Exercise task | Output, word for word, every line from the line with "Target: blue banner" through the final line of the data below.

Task data |
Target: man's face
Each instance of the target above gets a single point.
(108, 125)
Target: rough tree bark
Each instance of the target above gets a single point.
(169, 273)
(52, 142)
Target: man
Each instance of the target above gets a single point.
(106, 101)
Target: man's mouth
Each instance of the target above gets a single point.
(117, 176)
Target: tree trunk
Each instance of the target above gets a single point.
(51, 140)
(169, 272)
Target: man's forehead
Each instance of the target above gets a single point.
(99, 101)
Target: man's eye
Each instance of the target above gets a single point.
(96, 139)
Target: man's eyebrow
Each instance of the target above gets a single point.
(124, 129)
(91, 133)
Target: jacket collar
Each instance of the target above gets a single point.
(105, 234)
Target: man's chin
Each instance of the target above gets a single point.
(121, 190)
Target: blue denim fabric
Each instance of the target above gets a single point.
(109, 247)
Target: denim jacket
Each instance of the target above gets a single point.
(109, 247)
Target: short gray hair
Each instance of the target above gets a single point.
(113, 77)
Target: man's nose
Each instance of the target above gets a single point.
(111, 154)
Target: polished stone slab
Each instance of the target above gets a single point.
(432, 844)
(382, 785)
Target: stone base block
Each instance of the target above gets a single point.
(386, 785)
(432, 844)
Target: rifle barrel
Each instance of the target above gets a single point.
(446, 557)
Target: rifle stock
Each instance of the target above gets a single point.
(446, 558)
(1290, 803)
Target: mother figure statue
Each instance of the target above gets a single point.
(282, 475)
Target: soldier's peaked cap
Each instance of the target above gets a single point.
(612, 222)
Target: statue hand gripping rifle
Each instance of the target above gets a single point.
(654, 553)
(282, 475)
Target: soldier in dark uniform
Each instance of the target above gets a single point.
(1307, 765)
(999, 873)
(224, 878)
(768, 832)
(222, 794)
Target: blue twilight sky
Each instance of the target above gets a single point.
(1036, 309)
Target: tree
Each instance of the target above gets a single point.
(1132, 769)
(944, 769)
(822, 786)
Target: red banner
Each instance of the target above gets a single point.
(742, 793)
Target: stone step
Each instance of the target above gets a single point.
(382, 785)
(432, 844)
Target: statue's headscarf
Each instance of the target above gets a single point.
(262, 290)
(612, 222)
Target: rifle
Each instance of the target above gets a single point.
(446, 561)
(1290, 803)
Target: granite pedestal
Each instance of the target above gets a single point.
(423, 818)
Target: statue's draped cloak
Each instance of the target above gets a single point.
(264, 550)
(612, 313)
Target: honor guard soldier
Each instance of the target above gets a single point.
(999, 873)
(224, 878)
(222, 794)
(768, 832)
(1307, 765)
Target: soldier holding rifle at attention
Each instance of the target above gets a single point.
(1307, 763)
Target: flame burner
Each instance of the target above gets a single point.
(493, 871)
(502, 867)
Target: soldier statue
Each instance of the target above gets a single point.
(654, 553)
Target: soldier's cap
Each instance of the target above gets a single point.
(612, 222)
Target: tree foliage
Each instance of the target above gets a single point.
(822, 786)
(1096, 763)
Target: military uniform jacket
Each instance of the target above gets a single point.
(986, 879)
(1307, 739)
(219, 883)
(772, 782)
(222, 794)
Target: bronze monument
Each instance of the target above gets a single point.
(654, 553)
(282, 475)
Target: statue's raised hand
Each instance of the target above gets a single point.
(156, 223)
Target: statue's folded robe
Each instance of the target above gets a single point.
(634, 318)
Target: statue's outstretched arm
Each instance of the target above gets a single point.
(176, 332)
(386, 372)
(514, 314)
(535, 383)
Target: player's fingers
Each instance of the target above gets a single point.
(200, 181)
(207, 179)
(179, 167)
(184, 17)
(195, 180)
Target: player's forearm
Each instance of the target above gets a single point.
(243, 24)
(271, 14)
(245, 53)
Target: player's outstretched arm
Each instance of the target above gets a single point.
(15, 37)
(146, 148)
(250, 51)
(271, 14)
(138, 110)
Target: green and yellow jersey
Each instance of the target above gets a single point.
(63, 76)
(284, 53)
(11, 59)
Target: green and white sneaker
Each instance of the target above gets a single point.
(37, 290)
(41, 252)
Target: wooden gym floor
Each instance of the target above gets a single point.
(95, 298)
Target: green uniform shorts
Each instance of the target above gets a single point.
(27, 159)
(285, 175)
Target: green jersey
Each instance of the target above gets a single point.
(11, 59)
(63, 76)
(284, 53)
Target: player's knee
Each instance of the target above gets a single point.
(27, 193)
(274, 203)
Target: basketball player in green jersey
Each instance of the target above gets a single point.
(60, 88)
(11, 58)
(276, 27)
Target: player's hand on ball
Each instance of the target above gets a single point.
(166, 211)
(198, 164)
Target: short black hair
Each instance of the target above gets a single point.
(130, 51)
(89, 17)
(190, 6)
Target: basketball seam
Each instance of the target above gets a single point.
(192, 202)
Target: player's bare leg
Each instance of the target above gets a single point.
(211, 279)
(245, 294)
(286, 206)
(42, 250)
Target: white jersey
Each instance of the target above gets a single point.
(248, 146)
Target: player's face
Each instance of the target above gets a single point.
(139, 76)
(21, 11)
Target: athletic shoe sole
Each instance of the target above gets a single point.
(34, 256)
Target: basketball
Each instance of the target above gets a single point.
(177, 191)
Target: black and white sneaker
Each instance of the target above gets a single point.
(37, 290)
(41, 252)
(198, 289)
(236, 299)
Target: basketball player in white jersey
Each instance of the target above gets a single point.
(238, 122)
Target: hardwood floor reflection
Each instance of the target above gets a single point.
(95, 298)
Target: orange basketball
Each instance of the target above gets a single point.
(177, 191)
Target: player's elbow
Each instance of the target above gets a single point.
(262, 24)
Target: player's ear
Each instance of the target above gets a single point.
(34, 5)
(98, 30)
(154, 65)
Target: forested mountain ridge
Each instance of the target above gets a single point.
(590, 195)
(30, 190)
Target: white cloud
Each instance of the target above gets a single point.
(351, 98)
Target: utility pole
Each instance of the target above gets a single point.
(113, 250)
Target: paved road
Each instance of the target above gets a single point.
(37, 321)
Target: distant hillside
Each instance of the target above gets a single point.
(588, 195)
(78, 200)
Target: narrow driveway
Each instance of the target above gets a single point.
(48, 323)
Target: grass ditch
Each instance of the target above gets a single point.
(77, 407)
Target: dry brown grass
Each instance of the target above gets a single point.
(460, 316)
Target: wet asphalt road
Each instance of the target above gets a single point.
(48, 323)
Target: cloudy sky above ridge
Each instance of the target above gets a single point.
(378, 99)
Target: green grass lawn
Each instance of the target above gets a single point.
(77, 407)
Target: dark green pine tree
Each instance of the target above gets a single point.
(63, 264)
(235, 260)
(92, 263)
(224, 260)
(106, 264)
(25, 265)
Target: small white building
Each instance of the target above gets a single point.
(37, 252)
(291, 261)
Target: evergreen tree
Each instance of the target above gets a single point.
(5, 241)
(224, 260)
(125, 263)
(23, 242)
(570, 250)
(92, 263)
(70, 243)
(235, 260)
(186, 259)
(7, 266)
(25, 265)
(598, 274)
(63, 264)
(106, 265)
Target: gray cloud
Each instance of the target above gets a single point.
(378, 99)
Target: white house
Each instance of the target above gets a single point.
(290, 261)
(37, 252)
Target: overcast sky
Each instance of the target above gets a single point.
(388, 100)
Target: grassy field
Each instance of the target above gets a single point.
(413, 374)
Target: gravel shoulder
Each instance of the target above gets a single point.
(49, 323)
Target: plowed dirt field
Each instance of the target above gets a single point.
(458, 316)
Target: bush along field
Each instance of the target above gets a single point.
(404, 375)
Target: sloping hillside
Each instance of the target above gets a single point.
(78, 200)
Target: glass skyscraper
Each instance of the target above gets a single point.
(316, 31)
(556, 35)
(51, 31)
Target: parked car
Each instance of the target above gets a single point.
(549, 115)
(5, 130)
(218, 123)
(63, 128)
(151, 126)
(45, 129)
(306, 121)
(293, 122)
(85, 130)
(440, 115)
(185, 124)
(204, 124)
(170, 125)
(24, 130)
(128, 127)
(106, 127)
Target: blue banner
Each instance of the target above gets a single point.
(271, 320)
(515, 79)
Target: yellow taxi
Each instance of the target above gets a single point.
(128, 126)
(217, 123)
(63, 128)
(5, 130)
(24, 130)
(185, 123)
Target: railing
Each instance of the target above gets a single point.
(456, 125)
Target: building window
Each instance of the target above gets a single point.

Solution to the exercise |
Target: blue banner
Each instance of the target above gets a single point.
(271, 320)
(515, 79)
Target: yellow taxi
Each instance of the target above gets a single point.
(128, 126)
(217, 123)
(63, 128)
(5, 130)
(24, 130)
(185, 123)
Target: railing
Each instance of the target above gets a single point.
(456, 125)
Target: building window
Each instance of the target above gets a single point.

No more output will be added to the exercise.